_Data entries_:

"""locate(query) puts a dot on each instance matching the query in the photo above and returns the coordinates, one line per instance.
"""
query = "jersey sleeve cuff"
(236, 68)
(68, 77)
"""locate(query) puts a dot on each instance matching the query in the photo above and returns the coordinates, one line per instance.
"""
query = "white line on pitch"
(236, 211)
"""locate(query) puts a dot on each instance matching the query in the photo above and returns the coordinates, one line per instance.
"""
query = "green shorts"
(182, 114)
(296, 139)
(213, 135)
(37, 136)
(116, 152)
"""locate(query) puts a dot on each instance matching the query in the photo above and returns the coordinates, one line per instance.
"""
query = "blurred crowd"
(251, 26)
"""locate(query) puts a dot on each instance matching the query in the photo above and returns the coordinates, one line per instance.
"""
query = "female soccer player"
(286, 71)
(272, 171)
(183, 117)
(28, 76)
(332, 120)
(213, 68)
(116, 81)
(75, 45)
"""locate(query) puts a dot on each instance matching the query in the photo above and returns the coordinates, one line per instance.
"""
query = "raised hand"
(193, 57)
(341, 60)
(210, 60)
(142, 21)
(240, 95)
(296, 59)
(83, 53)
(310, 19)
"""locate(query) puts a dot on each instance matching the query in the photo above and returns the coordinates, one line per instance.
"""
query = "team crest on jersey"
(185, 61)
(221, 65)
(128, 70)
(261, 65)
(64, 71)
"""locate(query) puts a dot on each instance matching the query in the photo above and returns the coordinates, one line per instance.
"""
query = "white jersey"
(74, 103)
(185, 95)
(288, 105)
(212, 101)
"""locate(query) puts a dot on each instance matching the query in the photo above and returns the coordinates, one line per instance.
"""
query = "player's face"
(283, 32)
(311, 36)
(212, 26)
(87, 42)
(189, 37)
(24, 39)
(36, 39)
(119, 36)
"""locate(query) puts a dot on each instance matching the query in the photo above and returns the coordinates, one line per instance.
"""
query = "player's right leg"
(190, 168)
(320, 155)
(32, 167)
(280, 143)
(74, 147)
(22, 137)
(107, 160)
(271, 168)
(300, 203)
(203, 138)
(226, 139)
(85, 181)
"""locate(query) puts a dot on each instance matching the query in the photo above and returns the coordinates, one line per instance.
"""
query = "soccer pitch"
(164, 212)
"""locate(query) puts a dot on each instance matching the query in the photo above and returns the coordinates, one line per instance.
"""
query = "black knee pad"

_ASSIGNMENT_: Write out the data a second time, exactly the same.

_WORKED SOLUTION_:
"""locate(query) puts a dot on each instance matching the query in the photo above and returns the coordinates, one line per instance.
"""
query = "jersey sleeve cuff"
(236, 68)
(68, 77)
"""locate(query) puts a dot on each instance matching the query in the photo above and returns the coordinates, one line per instance.
"""
query = "white line on pitch"
(236, 211)
"""locate(query) puts a dot on each instance matching the query in the photo above and returns the coordinates, one line per instance.
"""
query = "green shorts"
(182, 114)
(296, 139)
(213, 135)
(37, 136)
(116, 152)
"""locate(query) puts a dot on each instance matching the query in the photo above and returns the coordinates, one line per instance.
"""
query = "blurred crowd"
(251, 26)
"""locate(query) puts a dot on each instance matching the query in the photo above and returns the coordinates, one line per instance.
"""
query = "female soccer player"
(286, 71)
(272, 171)
(183, 117)
(28, 76)
(332, 120)
(213, 68)
(116, 81)
(75, 45)
"""locate(query) puts a dot on each instance matching the query in the photo above and returns the coordinates, one line per instance.
"""
query = "raised hand"
(193, 57)
(341, 60)
(210, 60)
(142, 21)
(240, 95)
(296, 59)
(83, 53)
(310, 19)
"""locate(query) puts a dot on each instance matching the query in the photo above and returns the coordinates, one line per instance.
"""
query = "team crest on jersey"
(185, 61)
(221, 65)
(128, 70)
(261, 65)
(64, 71)
"""locate(query) puts a dot on each instance matching the query in the photo above and returns the coordinates, one line per instance.
"""
query = "white jersey"
(74, 103)
(185, 95)
(288, 105)
(212, 101)
"""locate(query) puts a dot on each instance matching the query in the photo above and returns the coordinates, one line per instance.
"""
query = "player's face"
(283, 32)
(311, 36)
(212, 26)
(87, 42)
(189, 37)
(24, 39)
(36, 39)
(119, 36)
"""locate(query) puts a dot on each instance matching the query in the photo above and returns the coordinates, one line per instance.
"""
query = "player's right leg"
(190, 168)
(320, 155)
(32, 167)
(280, 143)
(74, 147)
(22, 137)
(107, 160)
(271, 168)
(300, 203)
(203, 138)
(226, 139)
(85, 181)
"""locate(query) puts a dot on each instance matching the query in the photo above and returns the coordinates, one line per instance.
"""
query = "soccer pitch"
(164, 212)
"""locate(query) puts a dot on each instance matching the query in the photo above and returns the coordinates, one line per instance.
"""
query = "black knee pad"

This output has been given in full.